• _Data provided_:
:::::
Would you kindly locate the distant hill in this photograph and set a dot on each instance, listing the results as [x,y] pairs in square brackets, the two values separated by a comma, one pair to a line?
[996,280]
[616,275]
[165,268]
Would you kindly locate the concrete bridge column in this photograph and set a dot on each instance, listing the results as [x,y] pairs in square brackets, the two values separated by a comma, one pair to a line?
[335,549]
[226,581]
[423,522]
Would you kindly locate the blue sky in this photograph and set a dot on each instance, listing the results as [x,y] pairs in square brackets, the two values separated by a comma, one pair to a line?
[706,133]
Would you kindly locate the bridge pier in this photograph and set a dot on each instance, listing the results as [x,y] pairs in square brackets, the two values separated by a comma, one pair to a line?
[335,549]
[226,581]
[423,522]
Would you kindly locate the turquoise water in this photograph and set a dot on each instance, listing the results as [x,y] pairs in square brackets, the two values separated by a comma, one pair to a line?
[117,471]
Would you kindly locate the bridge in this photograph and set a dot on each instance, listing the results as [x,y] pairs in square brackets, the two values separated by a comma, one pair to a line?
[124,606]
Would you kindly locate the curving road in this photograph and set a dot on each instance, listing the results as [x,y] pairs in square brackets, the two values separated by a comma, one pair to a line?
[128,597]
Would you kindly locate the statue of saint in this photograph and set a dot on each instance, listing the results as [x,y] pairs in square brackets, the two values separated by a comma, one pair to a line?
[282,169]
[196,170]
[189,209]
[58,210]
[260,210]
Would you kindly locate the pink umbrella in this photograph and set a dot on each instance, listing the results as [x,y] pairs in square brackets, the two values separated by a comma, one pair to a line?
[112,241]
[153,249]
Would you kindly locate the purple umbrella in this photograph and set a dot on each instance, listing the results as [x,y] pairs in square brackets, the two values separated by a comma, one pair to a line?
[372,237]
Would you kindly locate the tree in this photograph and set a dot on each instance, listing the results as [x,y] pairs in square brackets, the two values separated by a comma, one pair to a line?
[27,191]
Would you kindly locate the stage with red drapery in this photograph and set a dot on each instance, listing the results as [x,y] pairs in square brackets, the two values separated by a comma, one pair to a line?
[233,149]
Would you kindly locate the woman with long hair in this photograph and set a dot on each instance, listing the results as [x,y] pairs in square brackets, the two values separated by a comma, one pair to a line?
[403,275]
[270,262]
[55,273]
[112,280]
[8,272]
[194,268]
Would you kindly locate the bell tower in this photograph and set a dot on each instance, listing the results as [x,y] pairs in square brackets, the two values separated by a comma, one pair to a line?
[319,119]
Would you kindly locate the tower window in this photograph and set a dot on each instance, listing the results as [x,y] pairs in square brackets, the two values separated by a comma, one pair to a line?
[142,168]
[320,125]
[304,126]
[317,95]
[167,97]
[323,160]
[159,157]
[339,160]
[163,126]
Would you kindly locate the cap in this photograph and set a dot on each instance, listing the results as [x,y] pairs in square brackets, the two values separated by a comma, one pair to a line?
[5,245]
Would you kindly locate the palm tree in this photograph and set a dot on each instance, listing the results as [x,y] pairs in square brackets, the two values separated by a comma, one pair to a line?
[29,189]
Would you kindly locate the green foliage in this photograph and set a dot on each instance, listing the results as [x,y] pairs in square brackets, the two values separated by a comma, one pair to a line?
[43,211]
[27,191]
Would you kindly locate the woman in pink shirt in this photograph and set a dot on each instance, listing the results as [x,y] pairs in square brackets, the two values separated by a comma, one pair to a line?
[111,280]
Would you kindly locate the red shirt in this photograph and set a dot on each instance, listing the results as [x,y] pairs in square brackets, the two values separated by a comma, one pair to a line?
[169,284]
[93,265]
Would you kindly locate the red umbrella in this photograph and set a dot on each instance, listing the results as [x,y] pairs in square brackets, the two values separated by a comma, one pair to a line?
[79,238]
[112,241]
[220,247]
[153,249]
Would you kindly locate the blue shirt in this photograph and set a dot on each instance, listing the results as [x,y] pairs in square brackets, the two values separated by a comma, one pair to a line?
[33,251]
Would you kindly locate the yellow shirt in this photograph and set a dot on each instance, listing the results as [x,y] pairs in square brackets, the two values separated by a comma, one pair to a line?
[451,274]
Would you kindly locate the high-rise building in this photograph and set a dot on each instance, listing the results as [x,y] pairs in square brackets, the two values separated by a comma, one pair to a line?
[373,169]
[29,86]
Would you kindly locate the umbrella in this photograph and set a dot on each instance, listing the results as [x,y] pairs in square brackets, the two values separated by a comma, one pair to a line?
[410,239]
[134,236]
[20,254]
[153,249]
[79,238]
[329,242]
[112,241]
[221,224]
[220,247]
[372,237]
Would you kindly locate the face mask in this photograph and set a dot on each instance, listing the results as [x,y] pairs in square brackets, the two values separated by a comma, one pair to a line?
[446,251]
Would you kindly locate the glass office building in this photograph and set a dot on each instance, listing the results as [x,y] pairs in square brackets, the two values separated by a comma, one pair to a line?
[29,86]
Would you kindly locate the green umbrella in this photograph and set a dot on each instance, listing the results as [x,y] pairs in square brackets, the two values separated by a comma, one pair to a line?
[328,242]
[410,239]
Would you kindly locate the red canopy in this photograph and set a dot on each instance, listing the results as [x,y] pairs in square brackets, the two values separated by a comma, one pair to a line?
:::::
• _Task directions_:
Beginning from the line that contains "Would you kindly locate the red umbrella", give each line again exactly, through the final line of the records.

• _Result_:
Would you kindly locate the red umbrella in this photograph and set a dot on each instance, listing the results as [x,y] pairs in square brackets, the two values separated by a comma, one pair to a line?
[79,238]
[112,241]
[220,247]
[153,249]
Would you kindly locate the blue shirt in this photograph and set a dot on each instance, listing the results as [x,y] pairs in square brackets, the two values separated by a comma, one pair to a line?
[33,251]
Would you kindly locate the yellow shirt in this photograph and set a dot on each instance, listing the results as [x,y] pairs in square brackets, the two values separated by a comma, one pair to a line?
[451,274]
Would you kindly locate the high-rise building in this photograph and set a dot on each instance, listing the results as [x,y] pairs in square brackets, the two values separated by a comma, one pair to a line?
[373,169]
[29,86]
Would you kindly locate the umbrella in this photograph and set a dot on each instance, listing the results as [x,y] pairs in square brackets, the two values separated by a comma, one pair to a line?
[410,239]
[134,236]
[20,254]
[153,249]
[79,238]
[329,242]
[112,241]
[221,224]
[220,247]
[372,237]
Would you kindly locate the face mask in this photograph and set a dot on each instance, listing the results as [x,y] pairs in square brackets, the two values separated by a comma, one pair to a line?
[446,251]
Would you kindly locate the glass office building in this photograph and set a dot on each instance, listing the results as [x,y] pairs in square brackets, the two values separated by a comma, one pair to a line?
[29,86]
Would you kindly locate the green umbrella in this photograph and set a dot on each instance, listing the results as [x,y] pairs in square brackets, the two values separated by a comma, one pair to a line?
[328,242]
[410,239]
Would you kindly locate the red canopy in this photograph and set a dot on each instance, listing the results as [x,y] pairs in square brackets, the two values separated by a comma, one pair to a line?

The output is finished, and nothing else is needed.